(TEXT BLOCK):

Segment Open

No, just kidding, ha ha. Actually I am writing because I saw a very strange thing on Wednesday night and I though I'd better tell you about it. I don't know if you have copyrighted characters like Edith Anne and Ernestine, but if you have, I think you may have ground for a hefty lawsuit.
Have you ever heard of Patti Smith? Well, she is a new comedienne who opened at the Boarding House on Wednesday night. I know that 'imitation is the sincerest form of flattery', but I think this Patti Smith has gone too far. She is doing your act.
Not all of it, actually, but quite a lot. The backbone of her show is an imitation of your character Sister Boogie Woman (note: a Tomlin takeoff on hysterical black gospel preachers of the Baptist/Pentecostal variety). Oh, this Patti Smith does more conventional impressions - you know, Mick Jagger, Bob Dylan, Richard Nixon, Tarzan - but they are 'real people'. Sister Boogie Woman is your invention.
Well, anyway, I'll tell you what happened on Wednesday night and you can judge for yourself. It was the damnedest thing I ever saw.
Some people have compared her to Brigitte Bardot, physical-wise, but she plays that down and immediately assumes the characteristics of Sister Boogie Woman: face contorted, stringy hair cut with pinking shears, angular and gangly, dressed in boots, dungarees, a T-shirt, an overblouse and a black leather jacket. Then she started throwing herself about and yelling, but I couldn't understand a word she said, partly because she is so unintelligible and partly because her backup band was so loud that I couldn't have understood her if she was Henry Higgins.
Sometimes she would throw her arms in the air, sometimes she would punch at flies buzzing around her head, sometimes she would swing herself around, as if her skivvies didn't fit, and all the time she was ranting and raving and carrying on as if she was possessed. Just like you-know-who.
Then she really started to 'get down'. She got down on her knees and started creeping toward one of the guitarists, who had also 'gotten down'. Then she 'got up' and went over to the electric piano, which she grabbed, and started pivoting her pelvis back and forth in a yoga exercise. The piano player was really surprised, but kept playing, even though she tried to get it away from him.

Segment Closed

(PROBLEMS AND TASKS):
(1) In the letter about Patti Smith's act, condense the paragraph beginning "Some people have compared her" into a shorter version that keeps its main facts.
(2) According to the letter about Patti Smith's act, on what night did she open at the Boarding House?
The data after this point come from an unrelated source.

(DATASET EXCERPT):
Segment Open

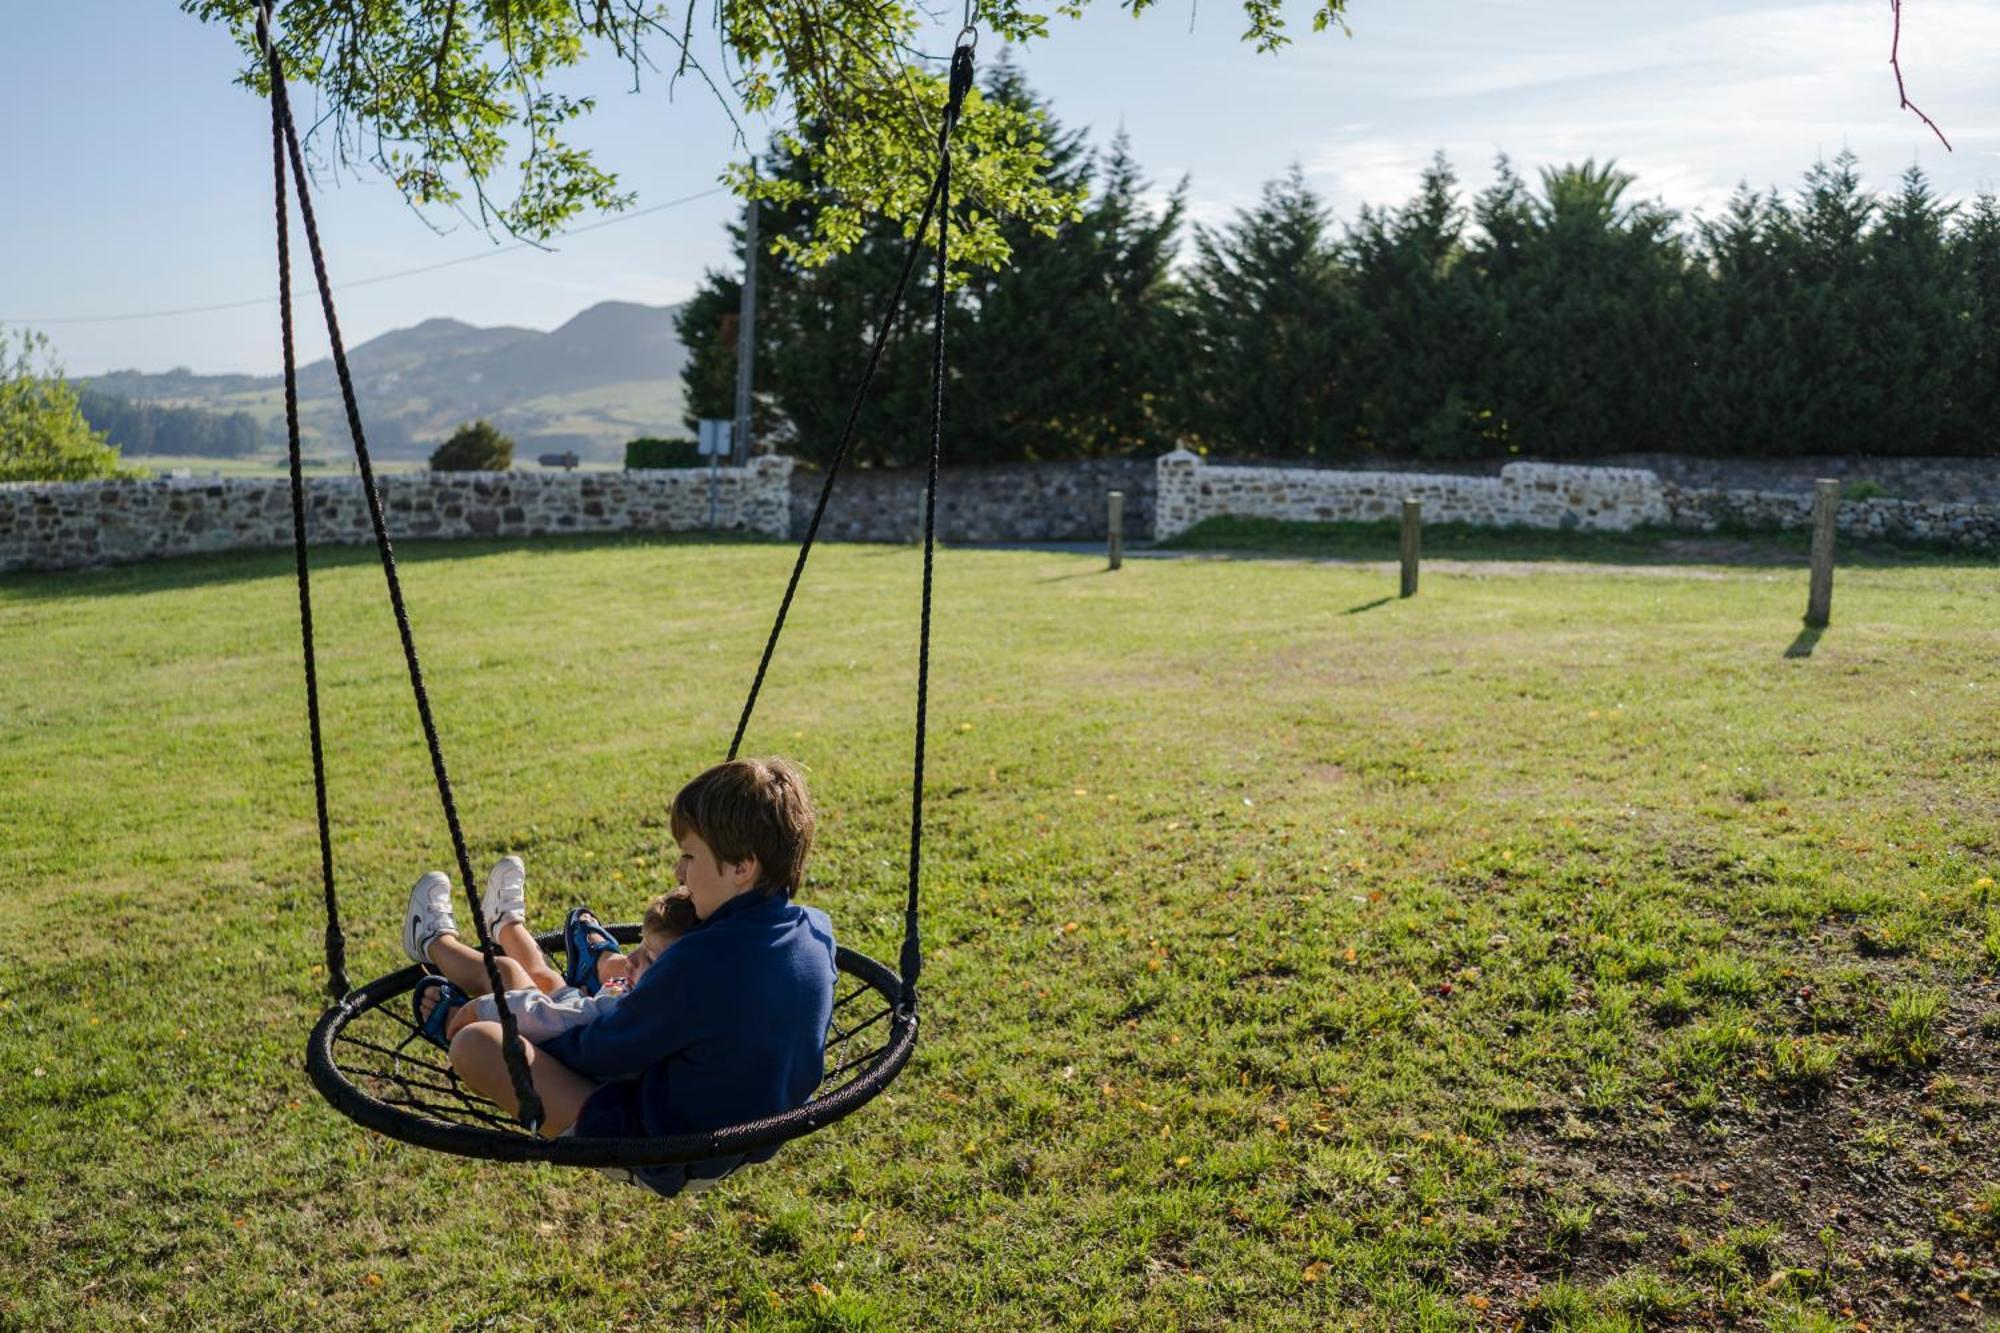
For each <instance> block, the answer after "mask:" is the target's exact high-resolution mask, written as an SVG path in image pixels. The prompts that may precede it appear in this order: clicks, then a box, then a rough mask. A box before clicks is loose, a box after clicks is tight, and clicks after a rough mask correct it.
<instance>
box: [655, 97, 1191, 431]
mask: <svg viewBox="0 0 2000 1333" xmlns="http://www.w3.org/2000/svg"><path fill="white" fill-rule="evenodd" d="M986 96H988V98H994V100H1000V102H1008V104H1012V106H1018V108H1022V110H1028V112H1032V114H1034V116H1036V118H1038V122H1040V124H1042V134H1044V150H1042V152H1044V160H1046V162H1044V172H1046V180H1048V182H1050V186H1052V188H1054V190H1058V192H1060V194H1064V196H1072V198H1076V196H1082V194H1084V192H1086V190H1088V188H1090V184H1092V180H1094V176H1096V172H1098V166H1096V160H1094V158H1092V154H1090V152H1088V148H1086V144H1084V136H1082V134H1080V132H1070V130H1064V128H1062V126H1060V124H1058V122H1056V120H1054V116H1050V114H1048V108H1046V106H1042V104H1040V102H1036V98H1034V94H1032V92H1030V88H1028V86H1026V80H1024V78H1022V74H1020V70H1018V66H1016V64H1014V62H1012V60H1006V58H1002V60H1000V62H996V66H994V68H992V72H990V74H988V78H986ZM768 170H772V172H792V174H798V172H802V170H804V166H802V160H800V158H798V156H794V154H788V152H778V154H774V156H772V158H770V162H768ZM1146 188H1148V186H1146V180H1144V176H1142V174H1140V172H1138V166H1136V164H1134V162H1132V156H1130V150H1128V146H1126V144H1124V142H1122V140H1118V142H1114V146H1112V154H1110V158H1108V162H1106V168H1104V184H1102V188H1100V190H1098V196H1096V198H1094V200H1092V202H1088V204H1084V206H1080V208H1078V210H1076V212H1074V214H1072V216H1070V218H1066V220H1064V222H1060V224H1056V226H1054V228H1036V226H1032V224H1030V222H1024V220H1020V218H1002V220H1000V232H1002V236H1004V238H1006V242H1008V246H1010V250H1012V260H1010V264H1008V266H1004V268H998V270H990V268H976V270H972V272H970V274H964V276H962V280H960V282H956V284H954V290H952V292H950V296H948V302H946V308H948V316H946V318H948V348H950V350H948V364H950V376H952V378H950V390H948V394H950V398H948V414H946V436H944V448H946V458H948V460H952V462H994V460H1014V458H1062V456H1084V454H1102V452H1120V450H1132V448H1150V446H1158V444H1160V442H1164V440H1166V436H1168V424H1166V420H1164V418H1166V412H1164V404H1162V400H1164V390H1166V386H1168V384H1170V382H1172V366H1174V350H1176V342H1174V336H1172V294H1174V288H1172V282H1170V272H1168V266H1170V262H1172V256H1174V244H1176V234H1178V228H1180V218H1182V198H1180V194H1178V192H1176V194H1174V196H1172V198H1170V200H1168V204H1166V208H1162V210H1158V212H1154V210H1152V208H1150V206H1148V204H1146V202H1144V192H1146ZM974 206H976V204H974ZM764 228H766V234H768V236H774V238H792V240H802V238H806V236H808V234H810V218H808V216H806V210H804V208H802V206H790V208H782V210H778V208H772V210H770V212H766V218H764ZM738 236H740V234H738ZM904 246H906V240H904V236H902V234H900V230H898V228H894V226H888V224H880V222H872V224H868V232H866V234H864V236H862V238H860V242H858V244H856V246H854V248H852V250H850V252H846V254H840V256H834V258H832V260H828V262H826V264H822V266H818V268H804V266H802V264H798V262H794V260H792V258H790V254H792V250H790V248H782V246H780V248H782V250H784V252H782V254H772V252H764V254H760V256H758V264H760V268H758V302H760V308H758V360H756V376H758V390H760V392H758V402H760V414H762V416H760V426H758V432H760V436H762V438H780V440H784V442H786V448H790V450H794V452H798V454H802V456H808V458H822V460H824V458H828V456H830V454H832V448H834V444H836V442H838V434H840V428H842V422H844V420H846V414H848V404H850V400H852V392H854V384H856V382H858V378H860V372H862V366H864V364H866V354H868V342H870V338H872V336H874V324H872V320H874V318H876V316H878V310H880V304H882V300H884V298H886V296H888V292H890V288H892V286H894V280H896V272H898V268H900V264H902V254H904ZM928 274H930V266H928V264H922V262H920V272H918V276H916V278H914V280H912V286H910V292H908V296H906V298H904V310H902V314H900V316H898V324H896V328H894V330H892V334H890V344H888V348H886V352H884V360H882V366H880V370H878V372H876V376H874V382H872V388H870V400H868V404H866V410H864V414H862V422H860V430H858V436H856V446H854V448H856V458H860V460H868V462H880V464H912V462H918V460H920V458H922V450H924V444H926V434H924V424H926V422H928V410H930V320H932V300H934V290H932V288H930V282H928V280H926V278H928ZM736 308H738V284H736V280H734V278H728V276H722V274H710V276H708V280H706V282H704V284H702V290H700V292H698V294H696V298H694V300H692V302H690V304H688V308H686V310H684V314H682V324H680V330H682V340H684V342H686V344H688V348H690V358H688V366H686V370H684V378H686V386H688V410H690V414H692V416H708V414H726V408H724V402H726V400H728V402H732V394H734V374H736Z"/></svg>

Segment Closed

(TASK SOLUTIONS):
(1) Although some compare her physically to Brigitte Bardot, Patti Smith downplays this and at once takes on the traits of Sister Boogie Woman. She has a contorted face, stringy hair cut with pinking shears and an angular, gangly frame, and she wears boots, dungarees, a T-shirt, an overblouse and a black leather jacket. She then threw herself about and yelled, but the writer could not understand a word, both because she is unintelligible and because her backup band was too loud.

(2) Wednesday night.